WHAT TO PRODUCE: Identify each line in the entries below that contains the string "coat", and copy every such line in full.

══════════

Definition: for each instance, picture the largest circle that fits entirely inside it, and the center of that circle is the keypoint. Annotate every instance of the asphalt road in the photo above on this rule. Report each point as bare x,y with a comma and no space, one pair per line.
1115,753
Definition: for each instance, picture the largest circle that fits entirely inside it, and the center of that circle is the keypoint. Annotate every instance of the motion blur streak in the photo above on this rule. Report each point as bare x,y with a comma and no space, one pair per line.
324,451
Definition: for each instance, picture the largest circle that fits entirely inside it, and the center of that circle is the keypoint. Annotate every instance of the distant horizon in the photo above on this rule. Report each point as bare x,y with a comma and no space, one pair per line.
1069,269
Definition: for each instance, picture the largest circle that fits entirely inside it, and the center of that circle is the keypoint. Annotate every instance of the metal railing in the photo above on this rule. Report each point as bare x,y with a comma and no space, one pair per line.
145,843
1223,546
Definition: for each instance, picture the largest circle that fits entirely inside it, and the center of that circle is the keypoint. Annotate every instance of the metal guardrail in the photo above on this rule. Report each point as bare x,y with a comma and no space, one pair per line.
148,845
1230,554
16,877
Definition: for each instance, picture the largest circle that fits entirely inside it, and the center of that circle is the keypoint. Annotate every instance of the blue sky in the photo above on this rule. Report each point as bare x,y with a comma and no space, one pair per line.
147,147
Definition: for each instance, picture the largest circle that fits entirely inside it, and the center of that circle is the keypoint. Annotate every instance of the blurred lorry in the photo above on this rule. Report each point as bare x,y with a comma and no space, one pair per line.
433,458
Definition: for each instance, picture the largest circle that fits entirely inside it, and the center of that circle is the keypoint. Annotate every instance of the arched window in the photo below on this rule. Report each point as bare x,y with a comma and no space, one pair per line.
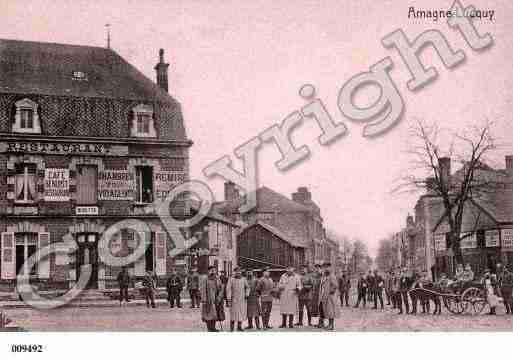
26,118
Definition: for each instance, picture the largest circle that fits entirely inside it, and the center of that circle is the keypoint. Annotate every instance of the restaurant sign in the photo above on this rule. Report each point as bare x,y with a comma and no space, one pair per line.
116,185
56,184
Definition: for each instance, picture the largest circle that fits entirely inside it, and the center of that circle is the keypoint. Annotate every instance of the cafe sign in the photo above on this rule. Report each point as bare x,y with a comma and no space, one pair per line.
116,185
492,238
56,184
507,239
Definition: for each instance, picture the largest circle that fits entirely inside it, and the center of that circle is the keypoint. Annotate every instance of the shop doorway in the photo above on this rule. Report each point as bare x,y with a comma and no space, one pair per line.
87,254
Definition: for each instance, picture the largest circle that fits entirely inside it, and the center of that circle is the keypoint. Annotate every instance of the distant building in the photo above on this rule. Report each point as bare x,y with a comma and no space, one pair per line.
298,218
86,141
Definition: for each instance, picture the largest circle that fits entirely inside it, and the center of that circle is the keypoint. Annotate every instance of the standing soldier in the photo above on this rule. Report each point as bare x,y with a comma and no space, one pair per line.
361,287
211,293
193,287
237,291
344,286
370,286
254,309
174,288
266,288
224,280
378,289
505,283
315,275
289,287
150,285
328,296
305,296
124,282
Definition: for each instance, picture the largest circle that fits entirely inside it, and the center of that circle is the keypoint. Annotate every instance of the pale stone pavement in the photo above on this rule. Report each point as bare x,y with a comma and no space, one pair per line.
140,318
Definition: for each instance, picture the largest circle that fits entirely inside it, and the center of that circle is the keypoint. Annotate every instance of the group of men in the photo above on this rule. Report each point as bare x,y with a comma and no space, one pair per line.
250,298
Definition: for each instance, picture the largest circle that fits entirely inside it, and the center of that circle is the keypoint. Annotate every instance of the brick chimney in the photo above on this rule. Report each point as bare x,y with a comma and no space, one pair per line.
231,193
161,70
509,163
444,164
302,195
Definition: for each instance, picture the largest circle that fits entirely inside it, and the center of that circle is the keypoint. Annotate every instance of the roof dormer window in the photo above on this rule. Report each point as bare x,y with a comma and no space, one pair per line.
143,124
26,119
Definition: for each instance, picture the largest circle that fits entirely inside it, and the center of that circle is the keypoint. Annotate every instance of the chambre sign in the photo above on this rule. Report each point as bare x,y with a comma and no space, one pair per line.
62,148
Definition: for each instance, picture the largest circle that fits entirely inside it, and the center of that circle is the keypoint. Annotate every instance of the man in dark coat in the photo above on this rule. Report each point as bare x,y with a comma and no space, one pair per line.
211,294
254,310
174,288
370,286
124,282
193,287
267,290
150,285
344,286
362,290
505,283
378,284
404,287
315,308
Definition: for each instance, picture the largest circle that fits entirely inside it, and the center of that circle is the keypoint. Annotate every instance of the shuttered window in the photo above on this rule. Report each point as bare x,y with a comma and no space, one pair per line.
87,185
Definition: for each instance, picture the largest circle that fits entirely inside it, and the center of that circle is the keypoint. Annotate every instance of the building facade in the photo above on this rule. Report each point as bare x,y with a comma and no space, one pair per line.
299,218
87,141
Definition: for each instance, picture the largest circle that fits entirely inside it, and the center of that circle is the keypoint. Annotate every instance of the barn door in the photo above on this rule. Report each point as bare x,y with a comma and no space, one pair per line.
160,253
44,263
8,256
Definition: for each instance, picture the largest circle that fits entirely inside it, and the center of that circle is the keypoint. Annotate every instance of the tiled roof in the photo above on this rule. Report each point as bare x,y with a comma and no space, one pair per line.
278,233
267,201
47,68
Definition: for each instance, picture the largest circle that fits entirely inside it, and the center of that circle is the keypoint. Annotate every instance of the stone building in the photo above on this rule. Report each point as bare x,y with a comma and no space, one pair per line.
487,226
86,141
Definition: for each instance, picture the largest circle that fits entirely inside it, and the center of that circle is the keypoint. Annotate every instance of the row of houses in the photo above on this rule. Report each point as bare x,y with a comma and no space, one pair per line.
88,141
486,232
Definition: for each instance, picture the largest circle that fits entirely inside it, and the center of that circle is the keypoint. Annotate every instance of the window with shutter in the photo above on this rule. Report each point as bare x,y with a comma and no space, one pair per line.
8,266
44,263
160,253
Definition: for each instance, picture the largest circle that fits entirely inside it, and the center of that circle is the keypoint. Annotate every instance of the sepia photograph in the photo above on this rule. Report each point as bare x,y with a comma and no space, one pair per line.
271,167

══════════

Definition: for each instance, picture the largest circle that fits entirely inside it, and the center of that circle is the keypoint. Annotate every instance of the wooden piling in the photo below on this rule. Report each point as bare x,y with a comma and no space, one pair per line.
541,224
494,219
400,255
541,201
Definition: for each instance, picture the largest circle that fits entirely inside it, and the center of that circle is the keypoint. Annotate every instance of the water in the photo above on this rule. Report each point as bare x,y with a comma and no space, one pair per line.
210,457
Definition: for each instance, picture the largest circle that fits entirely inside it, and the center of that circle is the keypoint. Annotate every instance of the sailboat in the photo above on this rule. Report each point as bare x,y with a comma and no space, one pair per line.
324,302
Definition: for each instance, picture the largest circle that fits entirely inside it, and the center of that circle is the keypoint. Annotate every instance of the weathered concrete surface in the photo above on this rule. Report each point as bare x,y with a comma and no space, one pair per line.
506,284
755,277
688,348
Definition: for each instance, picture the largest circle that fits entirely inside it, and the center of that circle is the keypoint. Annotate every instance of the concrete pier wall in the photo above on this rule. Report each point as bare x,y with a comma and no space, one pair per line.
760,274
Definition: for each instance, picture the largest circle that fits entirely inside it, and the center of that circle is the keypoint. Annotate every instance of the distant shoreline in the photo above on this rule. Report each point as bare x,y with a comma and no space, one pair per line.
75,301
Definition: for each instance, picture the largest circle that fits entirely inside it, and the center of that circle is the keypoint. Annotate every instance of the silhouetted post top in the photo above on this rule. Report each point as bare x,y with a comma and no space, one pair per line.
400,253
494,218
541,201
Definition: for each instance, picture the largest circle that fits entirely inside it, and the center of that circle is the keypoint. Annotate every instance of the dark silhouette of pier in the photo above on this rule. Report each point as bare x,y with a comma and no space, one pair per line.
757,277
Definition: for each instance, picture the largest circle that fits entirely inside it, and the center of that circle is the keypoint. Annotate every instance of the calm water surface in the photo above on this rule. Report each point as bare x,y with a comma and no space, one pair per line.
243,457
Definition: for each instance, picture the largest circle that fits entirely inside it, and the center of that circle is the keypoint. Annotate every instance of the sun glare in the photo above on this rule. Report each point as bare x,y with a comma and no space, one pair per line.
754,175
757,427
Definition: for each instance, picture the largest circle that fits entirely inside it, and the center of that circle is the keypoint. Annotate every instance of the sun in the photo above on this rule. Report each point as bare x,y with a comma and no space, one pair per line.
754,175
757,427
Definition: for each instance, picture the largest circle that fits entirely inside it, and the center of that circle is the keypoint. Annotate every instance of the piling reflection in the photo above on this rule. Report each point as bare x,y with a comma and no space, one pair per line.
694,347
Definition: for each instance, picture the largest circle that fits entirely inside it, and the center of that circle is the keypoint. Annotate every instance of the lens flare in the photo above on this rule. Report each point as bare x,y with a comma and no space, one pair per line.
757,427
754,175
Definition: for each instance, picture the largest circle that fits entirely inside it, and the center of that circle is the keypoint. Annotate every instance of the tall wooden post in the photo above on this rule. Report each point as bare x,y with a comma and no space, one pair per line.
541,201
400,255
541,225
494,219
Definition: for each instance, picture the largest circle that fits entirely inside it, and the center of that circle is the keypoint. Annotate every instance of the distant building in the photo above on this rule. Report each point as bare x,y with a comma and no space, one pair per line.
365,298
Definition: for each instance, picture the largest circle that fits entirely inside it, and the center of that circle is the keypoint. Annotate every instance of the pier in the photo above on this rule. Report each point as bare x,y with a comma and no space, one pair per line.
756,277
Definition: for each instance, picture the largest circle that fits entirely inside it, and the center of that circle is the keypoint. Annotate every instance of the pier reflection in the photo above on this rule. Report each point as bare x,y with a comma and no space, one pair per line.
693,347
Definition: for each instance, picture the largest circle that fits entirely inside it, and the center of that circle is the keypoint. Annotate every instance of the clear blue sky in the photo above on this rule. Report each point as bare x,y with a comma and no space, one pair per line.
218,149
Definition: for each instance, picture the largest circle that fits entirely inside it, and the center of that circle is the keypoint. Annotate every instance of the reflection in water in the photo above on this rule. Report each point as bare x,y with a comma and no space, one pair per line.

══════════

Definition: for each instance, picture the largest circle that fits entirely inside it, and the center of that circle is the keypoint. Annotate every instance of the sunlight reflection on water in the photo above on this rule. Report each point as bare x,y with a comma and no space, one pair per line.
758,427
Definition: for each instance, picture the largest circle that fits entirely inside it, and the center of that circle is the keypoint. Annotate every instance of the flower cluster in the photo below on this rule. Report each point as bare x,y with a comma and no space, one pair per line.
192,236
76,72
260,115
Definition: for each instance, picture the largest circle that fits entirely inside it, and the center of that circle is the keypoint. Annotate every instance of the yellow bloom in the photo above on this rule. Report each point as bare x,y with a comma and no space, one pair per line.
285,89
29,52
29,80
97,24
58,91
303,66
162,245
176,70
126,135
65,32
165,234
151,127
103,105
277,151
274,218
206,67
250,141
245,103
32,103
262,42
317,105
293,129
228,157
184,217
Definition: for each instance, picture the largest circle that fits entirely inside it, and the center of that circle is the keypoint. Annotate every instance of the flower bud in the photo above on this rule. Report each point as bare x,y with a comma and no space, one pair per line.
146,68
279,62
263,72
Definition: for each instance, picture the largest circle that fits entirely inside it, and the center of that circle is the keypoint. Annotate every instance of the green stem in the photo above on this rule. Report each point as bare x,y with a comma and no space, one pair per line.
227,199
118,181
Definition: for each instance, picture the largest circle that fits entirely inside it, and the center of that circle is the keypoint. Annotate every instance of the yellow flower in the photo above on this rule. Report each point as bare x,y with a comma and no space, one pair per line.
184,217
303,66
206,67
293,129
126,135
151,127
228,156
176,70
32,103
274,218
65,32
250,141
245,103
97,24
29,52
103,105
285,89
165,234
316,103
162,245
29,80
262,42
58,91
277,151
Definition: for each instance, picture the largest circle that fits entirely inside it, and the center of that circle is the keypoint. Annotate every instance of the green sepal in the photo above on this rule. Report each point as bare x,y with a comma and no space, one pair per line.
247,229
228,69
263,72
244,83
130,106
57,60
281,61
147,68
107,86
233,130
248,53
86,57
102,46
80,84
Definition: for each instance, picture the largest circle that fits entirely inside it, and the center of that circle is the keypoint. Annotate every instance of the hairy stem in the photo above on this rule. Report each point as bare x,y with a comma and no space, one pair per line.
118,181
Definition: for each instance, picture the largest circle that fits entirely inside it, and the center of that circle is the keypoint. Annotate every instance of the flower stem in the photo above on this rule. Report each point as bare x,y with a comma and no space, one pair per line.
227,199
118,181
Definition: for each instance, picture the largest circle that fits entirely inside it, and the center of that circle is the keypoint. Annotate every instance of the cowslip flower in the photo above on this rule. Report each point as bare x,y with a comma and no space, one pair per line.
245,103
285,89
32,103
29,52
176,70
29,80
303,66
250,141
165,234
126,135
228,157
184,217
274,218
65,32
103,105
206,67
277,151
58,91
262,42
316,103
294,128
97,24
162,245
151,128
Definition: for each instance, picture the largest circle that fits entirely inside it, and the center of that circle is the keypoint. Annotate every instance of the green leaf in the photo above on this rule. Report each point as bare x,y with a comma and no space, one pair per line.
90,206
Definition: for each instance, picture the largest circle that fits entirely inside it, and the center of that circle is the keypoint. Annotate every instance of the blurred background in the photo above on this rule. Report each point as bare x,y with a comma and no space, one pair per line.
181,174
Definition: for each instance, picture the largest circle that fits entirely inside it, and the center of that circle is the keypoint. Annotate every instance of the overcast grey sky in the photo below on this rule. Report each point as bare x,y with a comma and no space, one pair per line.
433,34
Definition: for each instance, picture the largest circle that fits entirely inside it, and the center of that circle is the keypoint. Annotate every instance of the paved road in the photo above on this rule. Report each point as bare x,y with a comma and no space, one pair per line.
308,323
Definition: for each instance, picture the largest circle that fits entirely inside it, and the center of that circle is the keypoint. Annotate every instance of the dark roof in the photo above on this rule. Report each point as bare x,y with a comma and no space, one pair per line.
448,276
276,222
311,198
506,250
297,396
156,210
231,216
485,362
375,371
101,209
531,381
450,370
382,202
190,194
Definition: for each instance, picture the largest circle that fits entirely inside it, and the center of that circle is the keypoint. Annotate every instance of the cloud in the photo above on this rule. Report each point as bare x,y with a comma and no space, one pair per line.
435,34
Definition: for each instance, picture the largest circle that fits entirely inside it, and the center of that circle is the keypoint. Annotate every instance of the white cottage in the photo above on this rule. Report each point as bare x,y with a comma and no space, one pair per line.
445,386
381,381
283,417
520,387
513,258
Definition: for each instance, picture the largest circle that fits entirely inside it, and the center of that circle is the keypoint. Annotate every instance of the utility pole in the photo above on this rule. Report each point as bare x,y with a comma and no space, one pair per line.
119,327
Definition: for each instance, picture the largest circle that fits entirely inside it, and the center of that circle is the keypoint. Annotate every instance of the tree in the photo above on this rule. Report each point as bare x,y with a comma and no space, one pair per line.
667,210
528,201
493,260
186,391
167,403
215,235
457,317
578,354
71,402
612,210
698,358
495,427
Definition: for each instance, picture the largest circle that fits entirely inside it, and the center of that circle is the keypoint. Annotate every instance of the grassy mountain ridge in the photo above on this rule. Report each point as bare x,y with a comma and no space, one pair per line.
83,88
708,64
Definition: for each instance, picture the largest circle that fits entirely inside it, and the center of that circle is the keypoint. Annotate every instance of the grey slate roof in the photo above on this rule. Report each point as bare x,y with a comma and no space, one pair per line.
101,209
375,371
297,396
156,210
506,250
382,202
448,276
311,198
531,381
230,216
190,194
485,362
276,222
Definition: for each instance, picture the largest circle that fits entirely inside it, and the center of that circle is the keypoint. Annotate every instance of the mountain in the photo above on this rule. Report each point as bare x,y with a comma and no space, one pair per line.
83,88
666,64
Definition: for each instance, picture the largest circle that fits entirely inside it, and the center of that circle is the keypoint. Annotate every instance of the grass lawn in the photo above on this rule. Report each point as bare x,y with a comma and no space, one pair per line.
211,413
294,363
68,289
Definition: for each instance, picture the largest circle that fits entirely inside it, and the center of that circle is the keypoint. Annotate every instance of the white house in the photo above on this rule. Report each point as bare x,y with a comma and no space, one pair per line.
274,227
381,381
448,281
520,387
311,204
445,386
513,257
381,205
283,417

══════════

FINISHED EXERCISE:
Definition: for each instance, picture the largest circle that fits entirely inside it, and the center of that circle is the keypoint. Annotate every instance of the man in dark coat in the photo above on this rule. Report each point as bare x,y with a comma and no space, one pair per line.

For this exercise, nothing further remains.